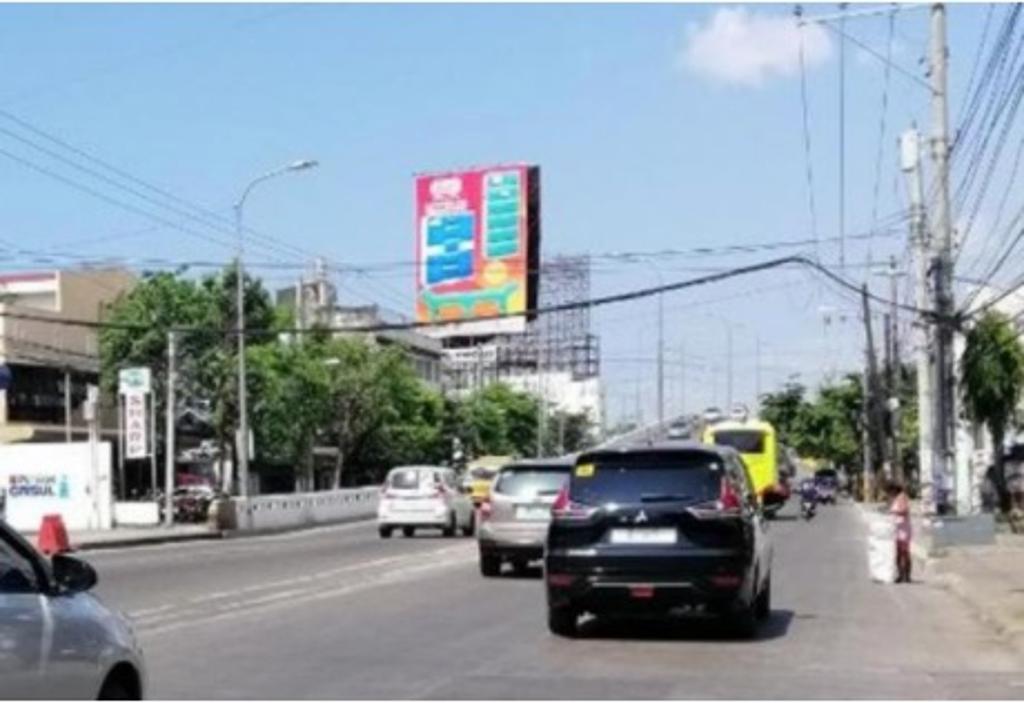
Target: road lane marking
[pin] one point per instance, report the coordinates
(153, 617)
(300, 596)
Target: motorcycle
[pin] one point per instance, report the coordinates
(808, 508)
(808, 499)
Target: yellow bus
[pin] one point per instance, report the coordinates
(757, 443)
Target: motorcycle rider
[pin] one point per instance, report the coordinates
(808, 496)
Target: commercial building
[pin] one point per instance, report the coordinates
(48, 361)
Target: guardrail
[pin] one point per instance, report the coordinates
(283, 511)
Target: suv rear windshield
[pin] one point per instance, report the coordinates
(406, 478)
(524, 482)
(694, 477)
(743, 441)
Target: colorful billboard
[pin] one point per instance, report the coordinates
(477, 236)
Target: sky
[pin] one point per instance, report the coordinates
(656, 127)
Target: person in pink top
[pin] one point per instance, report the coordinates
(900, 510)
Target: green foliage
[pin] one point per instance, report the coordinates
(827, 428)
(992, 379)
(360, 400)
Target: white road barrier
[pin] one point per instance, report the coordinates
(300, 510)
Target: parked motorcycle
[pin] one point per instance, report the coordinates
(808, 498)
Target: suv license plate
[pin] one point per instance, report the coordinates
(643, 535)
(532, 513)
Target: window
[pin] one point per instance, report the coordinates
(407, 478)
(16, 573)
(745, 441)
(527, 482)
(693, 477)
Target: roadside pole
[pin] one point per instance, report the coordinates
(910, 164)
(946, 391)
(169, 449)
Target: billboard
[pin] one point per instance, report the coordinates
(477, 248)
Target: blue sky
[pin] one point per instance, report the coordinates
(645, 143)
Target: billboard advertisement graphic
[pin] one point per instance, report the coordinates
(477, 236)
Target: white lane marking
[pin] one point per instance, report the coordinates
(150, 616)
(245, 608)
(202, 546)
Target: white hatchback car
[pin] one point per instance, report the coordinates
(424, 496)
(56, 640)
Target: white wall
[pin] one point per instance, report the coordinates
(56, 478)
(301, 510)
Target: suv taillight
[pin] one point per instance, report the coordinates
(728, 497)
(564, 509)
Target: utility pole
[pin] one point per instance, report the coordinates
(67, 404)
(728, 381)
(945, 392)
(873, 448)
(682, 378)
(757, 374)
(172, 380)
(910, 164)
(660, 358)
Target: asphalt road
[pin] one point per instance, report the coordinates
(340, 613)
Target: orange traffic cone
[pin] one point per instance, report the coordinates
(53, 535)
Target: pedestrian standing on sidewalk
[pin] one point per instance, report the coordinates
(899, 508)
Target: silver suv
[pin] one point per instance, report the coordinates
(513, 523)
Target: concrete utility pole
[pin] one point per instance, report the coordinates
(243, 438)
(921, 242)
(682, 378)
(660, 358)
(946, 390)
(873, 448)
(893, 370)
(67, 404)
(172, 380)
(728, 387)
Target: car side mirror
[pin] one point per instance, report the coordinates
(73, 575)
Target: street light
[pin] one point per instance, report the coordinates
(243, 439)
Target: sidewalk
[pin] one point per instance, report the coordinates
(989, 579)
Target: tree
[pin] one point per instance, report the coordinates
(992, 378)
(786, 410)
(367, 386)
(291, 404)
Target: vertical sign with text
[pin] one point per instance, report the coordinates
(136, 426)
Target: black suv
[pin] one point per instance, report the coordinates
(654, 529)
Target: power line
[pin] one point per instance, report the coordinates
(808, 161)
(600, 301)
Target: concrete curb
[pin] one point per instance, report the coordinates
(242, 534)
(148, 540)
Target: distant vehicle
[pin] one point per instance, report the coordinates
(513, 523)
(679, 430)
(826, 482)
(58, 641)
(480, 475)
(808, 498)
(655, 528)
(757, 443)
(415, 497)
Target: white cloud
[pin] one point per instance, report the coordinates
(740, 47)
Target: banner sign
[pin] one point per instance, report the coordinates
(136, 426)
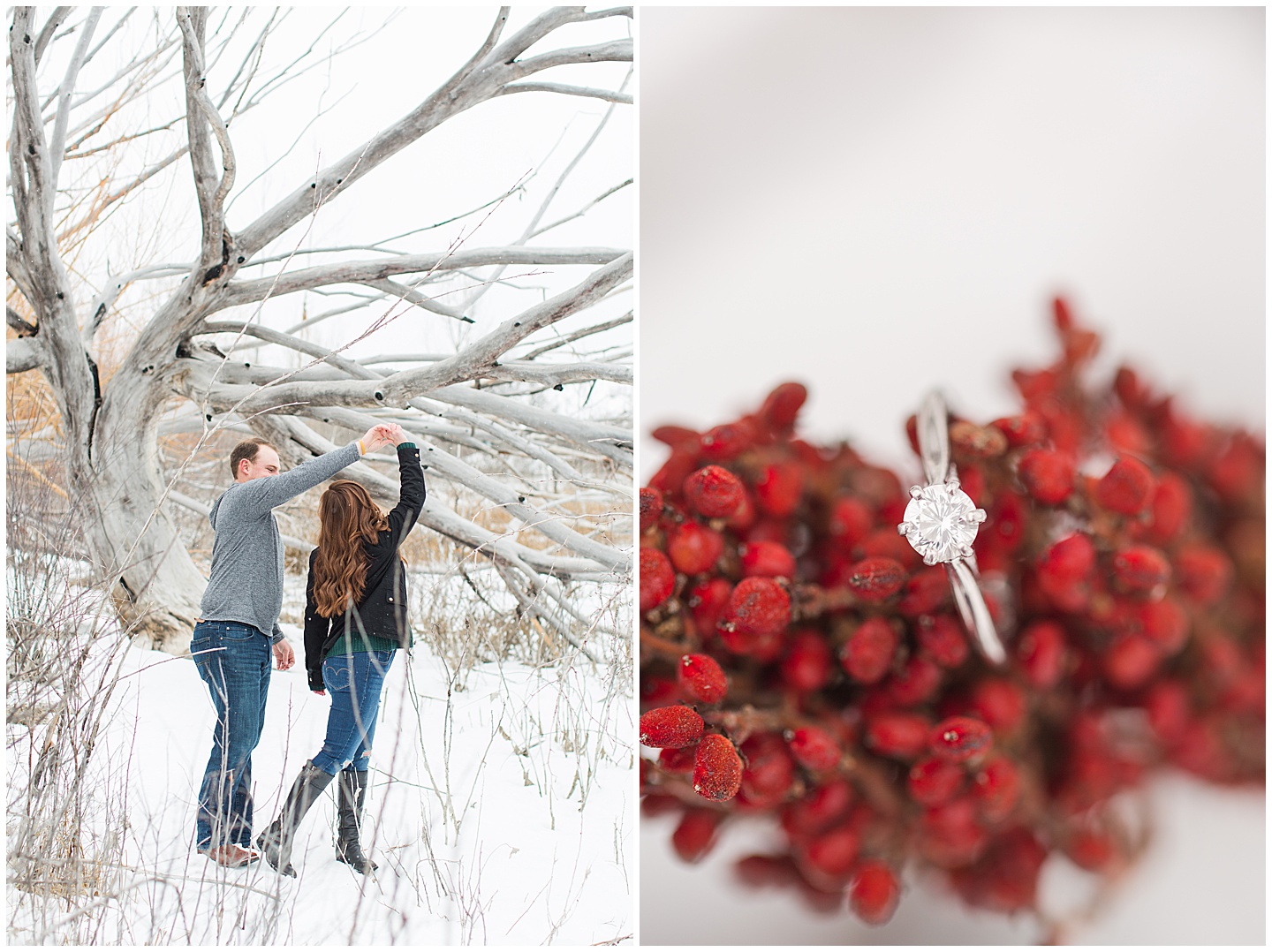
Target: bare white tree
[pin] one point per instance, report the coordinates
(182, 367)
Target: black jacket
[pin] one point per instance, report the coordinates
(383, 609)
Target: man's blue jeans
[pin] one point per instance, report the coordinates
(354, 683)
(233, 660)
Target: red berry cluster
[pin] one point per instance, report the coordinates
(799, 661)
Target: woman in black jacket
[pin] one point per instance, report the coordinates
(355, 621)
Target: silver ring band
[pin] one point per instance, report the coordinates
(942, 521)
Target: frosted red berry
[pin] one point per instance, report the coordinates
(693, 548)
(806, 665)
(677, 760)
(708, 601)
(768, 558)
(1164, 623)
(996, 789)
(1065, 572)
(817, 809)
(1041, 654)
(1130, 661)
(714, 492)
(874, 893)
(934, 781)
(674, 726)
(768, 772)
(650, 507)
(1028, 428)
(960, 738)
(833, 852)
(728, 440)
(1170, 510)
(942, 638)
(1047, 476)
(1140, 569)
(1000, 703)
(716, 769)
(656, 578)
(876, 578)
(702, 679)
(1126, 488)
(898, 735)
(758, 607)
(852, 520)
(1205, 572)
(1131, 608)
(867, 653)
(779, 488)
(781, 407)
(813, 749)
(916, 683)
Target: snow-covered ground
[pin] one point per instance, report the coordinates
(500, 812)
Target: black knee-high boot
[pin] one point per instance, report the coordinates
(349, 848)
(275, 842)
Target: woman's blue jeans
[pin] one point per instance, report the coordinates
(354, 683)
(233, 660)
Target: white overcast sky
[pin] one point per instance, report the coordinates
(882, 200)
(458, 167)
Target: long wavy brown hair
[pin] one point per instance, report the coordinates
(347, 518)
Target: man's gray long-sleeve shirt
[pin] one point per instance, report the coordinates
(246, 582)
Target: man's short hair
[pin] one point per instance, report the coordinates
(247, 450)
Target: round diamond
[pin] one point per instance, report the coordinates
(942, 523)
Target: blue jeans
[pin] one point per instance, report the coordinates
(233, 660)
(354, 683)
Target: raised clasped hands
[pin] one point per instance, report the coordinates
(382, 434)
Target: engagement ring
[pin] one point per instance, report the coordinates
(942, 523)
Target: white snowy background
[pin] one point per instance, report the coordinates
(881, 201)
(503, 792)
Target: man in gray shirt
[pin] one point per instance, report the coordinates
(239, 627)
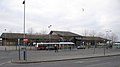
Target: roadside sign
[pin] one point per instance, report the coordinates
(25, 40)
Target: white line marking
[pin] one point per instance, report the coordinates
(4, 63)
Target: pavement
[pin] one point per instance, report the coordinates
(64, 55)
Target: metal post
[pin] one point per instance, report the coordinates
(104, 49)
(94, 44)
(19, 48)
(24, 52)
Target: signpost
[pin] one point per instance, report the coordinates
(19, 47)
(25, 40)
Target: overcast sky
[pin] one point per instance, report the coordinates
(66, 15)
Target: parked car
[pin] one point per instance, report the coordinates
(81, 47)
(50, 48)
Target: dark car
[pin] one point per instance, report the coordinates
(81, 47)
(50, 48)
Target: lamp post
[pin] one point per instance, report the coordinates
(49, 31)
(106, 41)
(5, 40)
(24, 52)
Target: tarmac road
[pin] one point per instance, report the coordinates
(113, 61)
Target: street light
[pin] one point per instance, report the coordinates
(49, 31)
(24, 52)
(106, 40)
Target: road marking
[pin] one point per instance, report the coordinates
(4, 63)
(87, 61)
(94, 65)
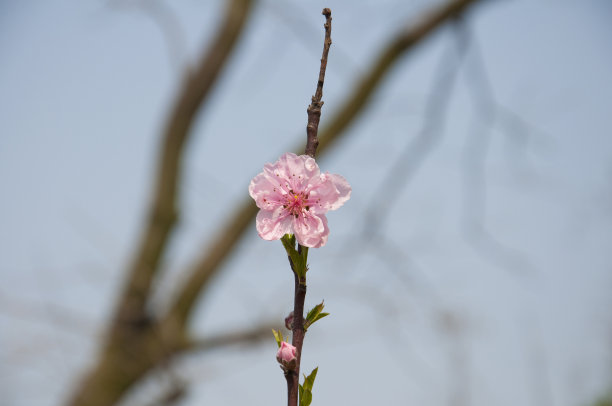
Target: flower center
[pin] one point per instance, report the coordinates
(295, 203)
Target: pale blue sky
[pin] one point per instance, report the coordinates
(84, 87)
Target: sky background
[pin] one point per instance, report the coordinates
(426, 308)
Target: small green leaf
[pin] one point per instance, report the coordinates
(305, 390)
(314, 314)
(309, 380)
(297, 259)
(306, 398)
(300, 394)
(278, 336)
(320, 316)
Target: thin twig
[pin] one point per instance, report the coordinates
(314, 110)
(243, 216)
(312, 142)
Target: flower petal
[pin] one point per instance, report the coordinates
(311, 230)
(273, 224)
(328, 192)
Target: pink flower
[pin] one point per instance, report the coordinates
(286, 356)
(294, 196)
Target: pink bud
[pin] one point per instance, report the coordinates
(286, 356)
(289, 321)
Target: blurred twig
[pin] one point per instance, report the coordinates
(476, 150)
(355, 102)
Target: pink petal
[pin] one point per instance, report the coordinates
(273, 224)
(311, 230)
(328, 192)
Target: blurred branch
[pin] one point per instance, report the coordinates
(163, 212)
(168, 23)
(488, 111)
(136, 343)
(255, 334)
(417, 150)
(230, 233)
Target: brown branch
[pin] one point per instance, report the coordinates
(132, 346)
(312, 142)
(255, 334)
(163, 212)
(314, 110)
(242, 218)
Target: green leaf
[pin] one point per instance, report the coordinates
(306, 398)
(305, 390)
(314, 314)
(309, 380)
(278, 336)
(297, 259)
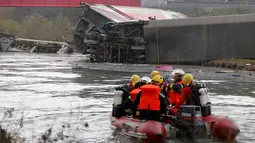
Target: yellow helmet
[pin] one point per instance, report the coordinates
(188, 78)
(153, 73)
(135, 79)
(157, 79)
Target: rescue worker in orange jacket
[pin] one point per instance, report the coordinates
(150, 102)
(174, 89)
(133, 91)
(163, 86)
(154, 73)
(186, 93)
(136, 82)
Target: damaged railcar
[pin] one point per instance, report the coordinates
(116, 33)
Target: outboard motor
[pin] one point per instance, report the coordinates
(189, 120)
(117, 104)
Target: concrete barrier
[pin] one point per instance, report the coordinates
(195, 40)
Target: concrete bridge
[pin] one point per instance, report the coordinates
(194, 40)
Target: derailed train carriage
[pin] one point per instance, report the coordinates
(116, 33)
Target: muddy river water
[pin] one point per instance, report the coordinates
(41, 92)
+---+
PROMPT — Pull each line containing the word "orange" out of the data above.

THE COMPLETED TASK —
Target: orange traffic cone
Target: rescue worker in orange jacket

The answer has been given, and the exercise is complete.